Sevgili Lezzet okurları...
Sizlerle buluşmak benim için büyük bir ayrıcalık. Yıllardır hep masasında sayısız dergi olan birisinin birdenbire Lezzet dergisinin kıymetli sayfalarında kendini bulmasının değerini, heyecanını tarif etmem gerçekten çok zor. En sonunda yeme içme tutkumu bilen dostlarımın ve Lezzet ekibinin yoğun ısrarlarına dayanamayarak kalemi elime aldım. Çocukluğumdan beri güzel yemekle güzel bir sohbet tartışmasız en sevdiğim hobim. Yaşamım boyunca babam Ahmet Başar’dan öğrendiğim birçok şey var. Bana kattığı en güzel şeylerden biri de mutfağa olan merakım. Farklı, lezzetli, özel yemekleri büyük bir keyifle denerim ve araştırırım. Dünyada yemeğe dair neler olup bittiğini her zaman merak ederim. Ekibimizle artık bunları sizlerle paylaşma vaktinin geldiğine karar verdik. Öncelikle yemeğe dair merakımın nasıl şekillendiğini anlatarak başlamak isterim...
Bildiğiniz gibi damak zevki, kıymetli ailelerimizin evinde gelişmeye başlar. Belki de bu yüzden çocukluğumuzun lezzetlerini hiçbir zaman unutamayız. Benim yemeğe olan ilgim, annemin yemekleri ve babamın bitmeyen yemek aşkından geliyor. Ben daha küçücük bir çocukken o, kendi çapında bir gurmeydi. İtalyan ve Fransız mutfağına bayılır, balığı ve tatlılardan da en çok pastayı severdi. Buzdolabında her zaman çikolata veya pasta olurdu. Bir de evimizi çekip çeviren Müzeyyen Ablamız vardı. Okuldan eve geldiğimizde bizi lezzetli yemeklerle karşılardı. Müzeyyen Abla, babamın onu gönderdiği yemek kursları sayesinde (İtalyan, Fransız mutfaklarına dair kurslar) dünyanın farklı yerlerinde pişen lezzetlerin, bir başka kaynayan tencerelerin yemeklerini de bizim soframıza taşırdı. Hatta daha sonra bir yemek kitabı bile çıkardı. Babam, zaman zaman farklı dillerdeki yemek kitaplarından bize çeviriler yapar, pazar öğlenleri mutfakta babam, ablam ve ben saatlerce o leziz yemekleri hazırlardık. Annem çok fazla yemek pişirmezdi ama güzel yemeklere bayılırdı. Fakat biz, çok fazla dışarıda yemek yiyen bir aileydik. Bazen yurt dışı seyahatlerinde farklı ülkelerin lezzetlerini dener, bazen de İstanbul’daki lokantalarda özel lezzetlerin peşine düşerdik. Yazları okul tatil olduğunda büyükannem ve büyükbabamın yanına, Bodrum’a giderdik. Hem Bodrum’daki butik otelimizde hem Bodrum’un içindeki hem de özellikle koylardaki o salaş balıkçılarda pişen inanılmaz lezzetler hâlâ damağımda. Bir ara, otelde babam sonu olmayan bir maceraya girip muhteşem manzarası olan otelimizin terasında bir moules-frite restoranı bile açtı. Ama tahmin edeceğiniz gibi midye ile patates, hele o yıllarda fazla ilgi çekmedi. Çocukluğumun özellikle balık ve meze lezzetleri o günlerden bize kalmadır. Anlayacağınız, ben çocukken sofrada leziz tencere yemeklerimizin yanı sıra aşçıların özel tarifleri de olurdu. Ben de şimdilerde, babam gibi iflah olmaz bir yemek meraklısıyım. Fakat çocukluğumdan beri en sevdiğim yemekler değişmedi: Güzel pişmiş bir köfte, çıtır çıtır ev patatesi, tane tane dökülen şehriyeli pilav, mevsimine göre bir salata veya cacığın yeri her zaman bir başkadır bende. Sonuçta ne olursa olsun bu toprakların kültürü en basit şekliyle bile olsa damarlarımıza işlemiş durumda.

● Belirtilen görev 1:
Metindeki "Sizlerle buluşmak benim için" sözleriyle başlayan paragrafı, ana bilgilerini koruyarak daha kısa biçimde yeniden yazın.
● Belirtilen görev 2:
Metne göre yazarın babası, otelin terasında nasıl bir restoran açmıştı?
● Belirtilen görev 3:
Metinde "Sizlerle buluşmak benim" sözcüklerini içeren yerle açılıp "anlatarak başlamak isterim..." sözcükleriyle kapanan bölümü olduğu gibi yazın.

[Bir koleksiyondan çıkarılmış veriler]
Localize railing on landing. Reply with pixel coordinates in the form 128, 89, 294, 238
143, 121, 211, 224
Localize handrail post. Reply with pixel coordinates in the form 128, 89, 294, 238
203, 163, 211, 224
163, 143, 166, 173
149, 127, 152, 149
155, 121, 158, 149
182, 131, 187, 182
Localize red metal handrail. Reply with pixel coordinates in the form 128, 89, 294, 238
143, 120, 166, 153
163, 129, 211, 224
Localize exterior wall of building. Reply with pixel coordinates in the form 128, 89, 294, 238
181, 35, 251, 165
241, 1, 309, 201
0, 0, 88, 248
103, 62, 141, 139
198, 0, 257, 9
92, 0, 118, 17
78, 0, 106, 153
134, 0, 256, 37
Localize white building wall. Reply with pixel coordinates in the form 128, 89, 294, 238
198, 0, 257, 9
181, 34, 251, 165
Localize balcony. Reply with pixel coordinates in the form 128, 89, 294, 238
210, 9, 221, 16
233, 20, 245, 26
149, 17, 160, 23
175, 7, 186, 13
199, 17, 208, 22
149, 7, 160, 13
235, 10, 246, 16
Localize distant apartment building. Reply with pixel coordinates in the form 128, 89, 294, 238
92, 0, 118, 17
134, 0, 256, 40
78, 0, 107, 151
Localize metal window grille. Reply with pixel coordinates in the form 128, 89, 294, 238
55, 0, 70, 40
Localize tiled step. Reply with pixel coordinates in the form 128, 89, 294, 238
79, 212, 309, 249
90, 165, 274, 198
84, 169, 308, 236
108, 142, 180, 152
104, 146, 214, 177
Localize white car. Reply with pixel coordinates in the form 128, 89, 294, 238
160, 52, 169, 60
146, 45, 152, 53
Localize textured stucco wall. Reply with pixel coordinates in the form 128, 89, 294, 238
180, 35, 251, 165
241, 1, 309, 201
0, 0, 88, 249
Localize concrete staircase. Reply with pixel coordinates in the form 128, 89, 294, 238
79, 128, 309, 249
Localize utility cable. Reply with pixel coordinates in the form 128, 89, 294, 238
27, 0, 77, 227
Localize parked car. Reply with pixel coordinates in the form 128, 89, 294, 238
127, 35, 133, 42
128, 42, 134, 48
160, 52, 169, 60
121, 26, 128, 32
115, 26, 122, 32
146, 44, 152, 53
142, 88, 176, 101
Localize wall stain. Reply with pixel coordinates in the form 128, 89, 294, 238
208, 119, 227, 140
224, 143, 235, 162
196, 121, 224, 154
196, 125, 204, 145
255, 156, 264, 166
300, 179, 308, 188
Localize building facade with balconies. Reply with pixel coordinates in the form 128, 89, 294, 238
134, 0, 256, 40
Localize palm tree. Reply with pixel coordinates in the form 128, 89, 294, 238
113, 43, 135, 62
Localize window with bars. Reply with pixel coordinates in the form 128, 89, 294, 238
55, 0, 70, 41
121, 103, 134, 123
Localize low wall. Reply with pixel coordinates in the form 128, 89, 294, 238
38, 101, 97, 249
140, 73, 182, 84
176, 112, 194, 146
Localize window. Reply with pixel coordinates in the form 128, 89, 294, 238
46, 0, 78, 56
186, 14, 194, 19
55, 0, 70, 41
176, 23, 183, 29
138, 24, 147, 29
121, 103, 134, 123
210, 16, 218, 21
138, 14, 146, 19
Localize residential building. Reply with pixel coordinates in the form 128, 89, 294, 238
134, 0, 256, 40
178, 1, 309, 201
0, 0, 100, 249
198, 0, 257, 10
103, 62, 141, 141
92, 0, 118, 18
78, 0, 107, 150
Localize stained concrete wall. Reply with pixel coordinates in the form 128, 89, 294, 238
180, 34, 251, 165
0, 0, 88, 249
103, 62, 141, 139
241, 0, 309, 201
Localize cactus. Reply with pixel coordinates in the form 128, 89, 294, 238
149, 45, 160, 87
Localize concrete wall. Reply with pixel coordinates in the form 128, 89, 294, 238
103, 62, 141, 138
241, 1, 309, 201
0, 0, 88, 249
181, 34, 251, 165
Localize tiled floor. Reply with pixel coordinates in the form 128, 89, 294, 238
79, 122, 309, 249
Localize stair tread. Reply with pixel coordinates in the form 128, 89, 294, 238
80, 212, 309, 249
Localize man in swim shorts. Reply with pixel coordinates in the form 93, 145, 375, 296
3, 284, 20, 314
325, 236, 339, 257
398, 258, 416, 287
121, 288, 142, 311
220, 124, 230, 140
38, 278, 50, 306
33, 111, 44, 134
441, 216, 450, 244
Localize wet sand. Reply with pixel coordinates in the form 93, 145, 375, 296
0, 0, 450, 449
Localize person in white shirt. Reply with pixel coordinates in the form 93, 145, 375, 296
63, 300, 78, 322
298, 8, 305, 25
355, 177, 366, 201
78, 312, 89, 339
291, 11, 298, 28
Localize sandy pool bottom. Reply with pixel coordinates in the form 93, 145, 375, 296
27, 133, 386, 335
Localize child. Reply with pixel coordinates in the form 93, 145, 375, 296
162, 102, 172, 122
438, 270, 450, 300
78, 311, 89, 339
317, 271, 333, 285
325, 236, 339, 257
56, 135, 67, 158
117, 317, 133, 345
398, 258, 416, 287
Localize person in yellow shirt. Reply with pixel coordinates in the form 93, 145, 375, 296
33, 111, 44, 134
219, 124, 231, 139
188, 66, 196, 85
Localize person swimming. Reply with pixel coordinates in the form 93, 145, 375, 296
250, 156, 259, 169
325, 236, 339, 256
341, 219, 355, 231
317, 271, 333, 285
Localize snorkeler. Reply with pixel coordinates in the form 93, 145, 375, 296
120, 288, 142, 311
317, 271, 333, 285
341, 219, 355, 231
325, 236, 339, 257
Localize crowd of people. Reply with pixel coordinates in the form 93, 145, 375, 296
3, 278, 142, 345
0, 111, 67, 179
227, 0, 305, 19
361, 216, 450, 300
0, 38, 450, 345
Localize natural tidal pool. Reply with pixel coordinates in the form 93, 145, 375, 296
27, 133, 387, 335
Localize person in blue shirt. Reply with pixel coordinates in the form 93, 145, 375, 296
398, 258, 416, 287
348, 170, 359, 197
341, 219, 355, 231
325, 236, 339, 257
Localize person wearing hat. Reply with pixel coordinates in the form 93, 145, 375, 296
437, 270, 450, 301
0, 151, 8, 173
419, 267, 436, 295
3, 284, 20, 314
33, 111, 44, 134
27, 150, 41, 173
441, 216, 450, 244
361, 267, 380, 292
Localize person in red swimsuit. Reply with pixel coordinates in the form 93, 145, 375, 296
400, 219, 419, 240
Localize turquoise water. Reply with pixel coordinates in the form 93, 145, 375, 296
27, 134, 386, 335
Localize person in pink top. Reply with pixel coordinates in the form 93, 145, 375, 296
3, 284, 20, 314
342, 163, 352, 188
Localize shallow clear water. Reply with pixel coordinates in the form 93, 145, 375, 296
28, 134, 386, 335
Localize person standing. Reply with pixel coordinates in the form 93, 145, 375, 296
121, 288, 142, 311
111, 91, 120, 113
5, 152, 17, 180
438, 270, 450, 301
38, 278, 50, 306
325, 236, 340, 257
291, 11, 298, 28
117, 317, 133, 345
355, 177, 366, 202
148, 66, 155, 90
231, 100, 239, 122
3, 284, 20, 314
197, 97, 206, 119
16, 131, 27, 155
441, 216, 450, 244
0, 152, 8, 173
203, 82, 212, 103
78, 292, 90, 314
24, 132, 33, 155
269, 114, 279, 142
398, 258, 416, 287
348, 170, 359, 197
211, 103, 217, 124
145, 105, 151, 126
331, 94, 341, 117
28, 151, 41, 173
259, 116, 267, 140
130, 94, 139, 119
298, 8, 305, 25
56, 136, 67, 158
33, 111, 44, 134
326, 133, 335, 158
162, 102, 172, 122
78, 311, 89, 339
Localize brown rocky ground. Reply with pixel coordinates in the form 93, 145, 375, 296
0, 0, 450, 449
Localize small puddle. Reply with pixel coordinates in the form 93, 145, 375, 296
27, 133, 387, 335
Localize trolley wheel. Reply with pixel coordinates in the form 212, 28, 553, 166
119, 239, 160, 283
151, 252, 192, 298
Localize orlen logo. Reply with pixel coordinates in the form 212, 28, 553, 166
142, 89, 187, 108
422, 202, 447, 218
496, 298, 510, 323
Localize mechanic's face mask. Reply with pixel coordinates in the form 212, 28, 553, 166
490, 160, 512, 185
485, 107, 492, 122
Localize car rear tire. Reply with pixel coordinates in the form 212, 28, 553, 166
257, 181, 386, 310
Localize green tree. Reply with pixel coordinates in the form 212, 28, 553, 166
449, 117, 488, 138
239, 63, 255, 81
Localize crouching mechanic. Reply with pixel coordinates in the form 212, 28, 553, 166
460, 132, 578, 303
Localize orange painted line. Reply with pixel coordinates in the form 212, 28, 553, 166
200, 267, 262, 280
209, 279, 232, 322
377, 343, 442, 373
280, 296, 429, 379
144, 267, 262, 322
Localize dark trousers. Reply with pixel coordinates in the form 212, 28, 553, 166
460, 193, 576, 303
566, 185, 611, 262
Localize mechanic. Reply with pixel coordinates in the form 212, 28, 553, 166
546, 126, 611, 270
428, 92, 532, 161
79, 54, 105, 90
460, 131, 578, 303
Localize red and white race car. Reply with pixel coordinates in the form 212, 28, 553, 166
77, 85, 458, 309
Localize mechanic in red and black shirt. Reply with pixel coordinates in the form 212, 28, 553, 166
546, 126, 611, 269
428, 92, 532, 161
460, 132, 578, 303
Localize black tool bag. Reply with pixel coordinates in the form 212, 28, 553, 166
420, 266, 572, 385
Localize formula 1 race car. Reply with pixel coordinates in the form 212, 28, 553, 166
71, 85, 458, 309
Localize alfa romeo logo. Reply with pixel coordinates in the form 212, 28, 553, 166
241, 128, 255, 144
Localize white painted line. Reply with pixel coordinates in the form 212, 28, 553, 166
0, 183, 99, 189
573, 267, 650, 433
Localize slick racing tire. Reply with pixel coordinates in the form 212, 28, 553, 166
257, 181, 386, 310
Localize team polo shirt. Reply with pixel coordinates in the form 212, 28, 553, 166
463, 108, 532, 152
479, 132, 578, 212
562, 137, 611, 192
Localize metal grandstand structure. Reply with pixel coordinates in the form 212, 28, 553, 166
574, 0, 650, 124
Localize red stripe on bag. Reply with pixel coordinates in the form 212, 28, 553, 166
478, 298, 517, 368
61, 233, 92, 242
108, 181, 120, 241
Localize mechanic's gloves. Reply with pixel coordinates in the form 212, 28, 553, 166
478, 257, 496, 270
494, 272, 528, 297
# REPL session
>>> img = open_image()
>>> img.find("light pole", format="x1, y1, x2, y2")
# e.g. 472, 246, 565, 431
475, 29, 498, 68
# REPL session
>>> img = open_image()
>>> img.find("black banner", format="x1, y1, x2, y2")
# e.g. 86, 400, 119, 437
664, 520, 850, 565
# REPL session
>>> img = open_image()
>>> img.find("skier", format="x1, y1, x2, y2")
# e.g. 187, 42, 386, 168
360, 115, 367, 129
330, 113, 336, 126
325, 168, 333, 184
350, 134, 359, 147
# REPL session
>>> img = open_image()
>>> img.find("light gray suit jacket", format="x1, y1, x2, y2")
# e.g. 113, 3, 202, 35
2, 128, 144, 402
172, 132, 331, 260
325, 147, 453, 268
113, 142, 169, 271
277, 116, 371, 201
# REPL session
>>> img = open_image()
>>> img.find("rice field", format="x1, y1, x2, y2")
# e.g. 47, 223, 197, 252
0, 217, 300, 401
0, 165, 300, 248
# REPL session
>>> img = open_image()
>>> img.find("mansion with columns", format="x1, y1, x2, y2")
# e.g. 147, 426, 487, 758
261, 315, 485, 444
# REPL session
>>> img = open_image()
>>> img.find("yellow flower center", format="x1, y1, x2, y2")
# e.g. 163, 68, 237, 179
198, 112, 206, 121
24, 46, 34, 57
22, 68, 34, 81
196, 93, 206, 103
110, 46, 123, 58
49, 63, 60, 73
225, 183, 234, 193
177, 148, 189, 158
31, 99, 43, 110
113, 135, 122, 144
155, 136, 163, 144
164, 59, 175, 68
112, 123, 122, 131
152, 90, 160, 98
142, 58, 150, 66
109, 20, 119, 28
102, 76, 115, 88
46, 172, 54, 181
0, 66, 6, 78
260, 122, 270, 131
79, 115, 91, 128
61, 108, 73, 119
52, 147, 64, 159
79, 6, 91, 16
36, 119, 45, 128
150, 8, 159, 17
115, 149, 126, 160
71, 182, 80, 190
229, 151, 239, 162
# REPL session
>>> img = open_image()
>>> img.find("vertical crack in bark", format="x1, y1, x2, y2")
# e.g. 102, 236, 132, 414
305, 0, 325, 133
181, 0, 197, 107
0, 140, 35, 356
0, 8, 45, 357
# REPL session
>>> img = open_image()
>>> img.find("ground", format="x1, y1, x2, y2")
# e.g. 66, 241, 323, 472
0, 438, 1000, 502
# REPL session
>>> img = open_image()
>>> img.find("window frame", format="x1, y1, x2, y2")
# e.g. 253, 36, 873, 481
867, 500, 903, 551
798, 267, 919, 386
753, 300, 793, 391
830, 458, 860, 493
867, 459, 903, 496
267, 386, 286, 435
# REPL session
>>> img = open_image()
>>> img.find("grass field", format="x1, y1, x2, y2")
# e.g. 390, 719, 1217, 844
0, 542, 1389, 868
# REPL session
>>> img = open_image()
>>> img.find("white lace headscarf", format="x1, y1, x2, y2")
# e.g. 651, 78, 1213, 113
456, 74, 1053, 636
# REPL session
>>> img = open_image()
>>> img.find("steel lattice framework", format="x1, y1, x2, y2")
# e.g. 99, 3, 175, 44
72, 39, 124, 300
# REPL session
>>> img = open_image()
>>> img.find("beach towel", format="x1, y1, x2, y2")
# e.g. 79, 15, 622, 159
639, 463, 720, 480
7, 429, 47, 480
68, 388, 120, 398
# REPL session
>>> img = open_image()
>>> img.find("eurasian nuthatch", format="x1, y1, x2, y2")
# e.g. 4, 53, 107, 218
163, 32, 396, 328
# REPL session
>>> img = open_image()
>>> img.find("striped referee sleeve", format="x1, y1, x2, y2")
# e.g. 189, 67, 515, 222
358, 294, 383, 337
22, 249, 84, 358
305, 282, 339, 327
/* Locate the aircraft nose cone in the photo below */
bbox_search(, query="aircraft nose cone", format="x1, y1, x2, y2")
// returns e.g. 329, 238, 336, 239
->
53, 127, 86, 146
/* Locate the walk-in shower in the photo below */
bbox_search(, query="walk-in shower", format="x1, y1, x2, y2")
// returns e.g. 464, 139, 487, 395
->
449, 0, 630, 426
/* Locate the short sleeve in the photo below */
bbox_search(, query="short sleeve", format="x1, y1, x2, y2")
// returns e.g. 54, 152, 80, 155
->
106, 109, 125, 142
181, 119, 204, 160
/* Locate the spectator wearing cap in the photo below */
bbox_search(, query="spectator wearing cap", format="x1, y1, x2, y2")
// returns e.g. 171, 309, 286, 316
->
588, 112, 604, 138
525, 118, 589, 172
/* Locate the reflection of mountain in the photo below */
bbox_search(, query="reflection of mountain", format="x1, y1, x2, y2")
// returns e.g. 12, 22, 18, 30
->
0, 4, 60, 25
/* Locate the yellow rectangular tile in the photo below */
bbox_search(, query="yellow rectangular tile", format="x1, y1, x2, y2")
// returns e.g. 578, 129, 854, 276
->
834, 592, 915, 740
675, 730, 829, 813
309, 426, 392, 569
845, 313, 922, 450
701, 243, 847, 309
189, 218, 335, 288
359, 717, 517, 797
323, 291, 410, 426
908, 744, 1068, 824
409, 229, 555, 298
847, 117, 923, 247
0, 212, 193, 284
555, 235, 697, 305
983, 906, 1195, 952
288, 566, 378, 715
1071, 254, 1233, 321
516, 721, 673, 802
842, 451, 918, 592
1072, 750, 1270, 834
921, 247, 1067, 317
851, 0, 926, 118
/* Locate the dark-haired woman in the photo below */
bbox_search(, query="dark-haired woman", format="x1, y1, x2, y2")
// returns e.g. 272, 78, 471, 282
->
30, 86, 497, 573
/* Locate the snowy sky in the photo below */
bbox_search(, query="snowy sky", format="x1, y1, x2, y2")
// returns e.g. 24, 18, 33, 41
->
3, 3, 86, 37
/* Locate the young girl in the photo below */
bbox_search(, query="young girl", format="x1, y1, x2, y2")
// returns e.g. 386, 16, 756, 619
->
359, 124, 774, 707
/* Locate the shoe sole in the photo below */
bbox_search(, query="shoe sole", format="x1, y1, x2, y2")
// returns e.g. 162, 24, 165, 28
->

● Tam yanıt 1:
Lezzet dergisinin sayfalarında okurlarla buluşmak benim için büyük bir ayrıcalık. Yeme içme tutkumu bilen dostlarımın ve Lezzet ekibinin ısrarıyla kalemi elime aldım. Çocukluğumdan beri en sevdiğim hobi güzel yemek ve güzel sohbet. Mutfağa olan merakımı babam Ahmet Başar'dan edindim. Farklı ve özel yemekleri keyifle dener, araştırır, dünyada yemeğe dair olup bitenleri merak ederim. Ekibimizle bunları paylaşma vaktinin geldiğine karar verdik. İşe, yemek merakımın nasıl şekillendiğini anlatarak başlıyorum.

● Tam yanıt 2:
Bir moules-frite restoranı açmıştı.

● Tam yanıt 3:
Sizlerle buluşmak benim için büyük bir ayrıcalık. Yıllardır hep masasında sayısız dergi olan birisinin birdenbire Lezzet dergisinin kıymetli sayfalarında kendini bulmasının değerini, heyecanını tarif etmem gerçekten çok zor. En sonunda yeme içme tutkumu bilen dostlarımın ve Lezzet ekibinin yoğun ısrarlarına dayanamayarak kalemi elime aldım. Çocukluğumdan beri güzel yemekle güzel bir sohbet tartışmasız en sevdiğim hobim. Yaşamım boyunca babam Ahmet Başar’dan öğrendiğim birçok şey var. Bana kattığı en güzel şeylerden biri de mutfağa olan merakım. Farklı, lezzetli, özel yemekleri büyük bir keyifle denerim ve araştırırım. Dünyada yemeğe dair neler olup bittiğini her zaman merak ederim. Ekibimizle artık bunları sizlerle paylaşma vaktinin geldiğine karar verdik. Öncelikle yemeğe dair merakımın nasıl şekillendiğini anlatarak başlamak isterim...